*WORK REQUIRED:* Write all of the entries again. Keep them exactly as they are.
SUPPLIED MATERIAL Block Start
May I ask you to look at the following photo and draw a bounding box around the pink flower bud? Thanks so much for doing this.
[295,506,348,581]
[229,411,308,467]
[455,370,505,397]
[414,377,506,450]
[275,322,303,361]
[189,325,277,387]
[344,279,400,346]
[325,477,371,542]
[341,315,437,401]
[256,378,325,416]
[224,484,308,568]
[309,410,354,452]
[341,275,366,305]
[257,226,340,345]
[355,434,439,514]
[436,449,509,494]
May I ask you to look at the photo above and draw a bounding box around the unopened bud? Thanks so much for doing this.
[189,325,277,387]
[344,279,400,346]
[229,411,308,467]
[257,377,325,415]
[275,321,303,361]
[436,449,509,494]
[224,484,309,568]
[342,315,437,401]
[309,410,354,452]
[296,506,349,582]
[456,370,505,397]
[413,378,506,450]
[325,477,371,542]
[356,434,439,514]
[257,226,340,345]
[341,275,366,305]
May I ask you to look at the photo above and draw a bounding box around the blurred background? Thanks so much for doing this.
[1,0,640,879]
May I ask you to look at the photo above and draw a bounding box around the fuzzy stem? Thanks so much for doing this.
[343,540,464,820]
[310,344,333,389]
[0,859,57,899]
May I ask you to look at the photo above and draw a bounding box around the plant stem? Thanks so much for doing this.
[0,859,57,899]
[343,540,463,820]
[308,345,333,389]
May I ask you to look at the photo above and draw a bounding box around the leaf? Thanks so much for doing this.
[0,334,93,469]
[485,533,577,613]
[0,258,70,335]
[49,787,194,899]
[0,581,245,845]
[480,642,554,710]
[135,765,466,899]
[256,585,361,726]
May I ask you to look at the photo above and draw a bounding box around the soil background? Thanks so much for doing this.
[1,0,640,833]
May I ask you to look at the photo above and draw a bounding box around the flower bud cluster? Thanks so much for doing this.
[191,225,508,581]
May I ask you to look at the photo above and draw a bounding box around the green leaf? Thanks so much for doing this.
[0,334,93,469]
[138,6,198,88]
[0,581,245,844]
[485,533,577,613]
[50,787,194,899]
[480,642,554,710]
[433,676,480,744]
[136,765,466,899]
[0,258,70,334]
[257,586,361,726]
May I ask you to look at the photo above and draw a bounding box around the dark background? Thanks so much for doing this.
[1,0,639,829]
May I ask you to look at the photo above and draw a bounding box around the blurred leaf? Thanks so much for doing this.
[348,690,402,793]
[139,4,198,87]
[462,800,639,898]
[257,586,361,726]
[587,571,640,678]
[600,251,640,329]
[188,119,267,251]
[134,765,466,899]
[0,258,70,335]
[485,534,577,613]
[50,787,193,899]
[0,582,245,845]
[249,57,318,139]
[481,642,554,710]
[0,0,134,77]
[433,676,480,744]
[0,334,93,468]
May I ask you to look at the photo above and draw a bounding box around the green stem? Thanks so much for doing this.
SUPPLIED MATERIAL Block End
*WRITTEN REPLY:*
May I ask you to look at the following photo and draw a bounding box around the pink flower bud? Thanks so much for doing this.
[295,506,348,581]
[229,411,308,467]
[455,370,505,397]
[414,377,506,450]
[275,322,303,361]
[189,325,277,387]
[344,279,400,346]
[325,477,371,542]
[341,315,437,401]
[256,378,325,416]
[224,484,308,568]
[309,410,354,452]
[341,275,366,305]
[257,226,340,345]
[355,434,439,514]
[436,449,509,494]
May I ask you to look at the photo above and draw a bounding box around the unopened bud? Thanks so much for doing this.
[189,325,277,387]
[344,279,400,346]
[229,411,308,467]
[257,377,325,415]
[275,321,303,361]
[436,449,509,494]
[224,484,309,568]
[342,315,437,401]
[309,410,354,452]
[296,506,349,582]
[456,370,505,397]
[413,378,506,450]
[325,477,371,542]
[356,434,439,514]
[257,226,340,345]
[341,275,366,305]
May I ask you to look at the photo above and draw a bounding box around the blurred background? Thanks so much for doing this.
[1,0,640,879]
May I ask you to look at the photo above and draw a bounding box around the fuzzy stem? Thanks so much for doing this.
[343,540,464,820]
[310,344,333,389]
[0,859,57,899]
May I ask you to look at the photo above and draw a bounding box around the plant stem? Thanks so much for doing this.
[0,859,57,899]
[343,540,463,820]
[308,345,333,389]
May I ask you to look at the photo above and draw a bounding box around the leaf? Thanks so much for doing this.
[0,334,93,469]
[485,533,577,613]
[0,258,70,335]
[49,787,194,899]
[0,581,245,845]
[480,642,554,710]
[135,765,466,899]
[256,585,361,726]
May I ask you to look at the photo above and draw a bounding box around the soil background? Thanks so much for doing this.
[1,0,640,833]
May I ask you to look at the photo above and draw a bounding box around the flower bud cluster? Thanks so much for doing this.
[191,225,508,581]
May I ask you to look at the photo above and draw a bounding box around the green leaf? Thanks so much for doing this.
[0,334,93,469]
[138,6,198,88]
[0,581,245,844]
[485,533,577,613]
[50,787,194,899]
[480,642,554,710]
[433,676,480,744]
[136,765,466,899]
[0,258,70,334]
[257,586,361,726]
May I ask you to look at the photo above and draw a bounding box around the dark background? Thanks so much for doing this.
[1,0,639,829]
May I ask you to look at the photo above and draw a bounding box around the blurred leaf? Thanks so much for doing this.
[348,690,402,793]
[139,4,198,87]
[462,800,639,898]
[257,586,361,726]
[587,571,640,678]
[600,251,640,329]
[188,119,267,251]
[134,765,466,899]
[0,258,70,335]
[485,534,577,613]
[50,787,193,899]
[0,582,245,845]
[249,57,318,139]
[481,642,554,710]
[0,0,134,77]
[433,676,480,744]
[0,334,93,468]
May I ask you to look at the photo above and draw a bounding box around the green stem? Thanks so much for doing this.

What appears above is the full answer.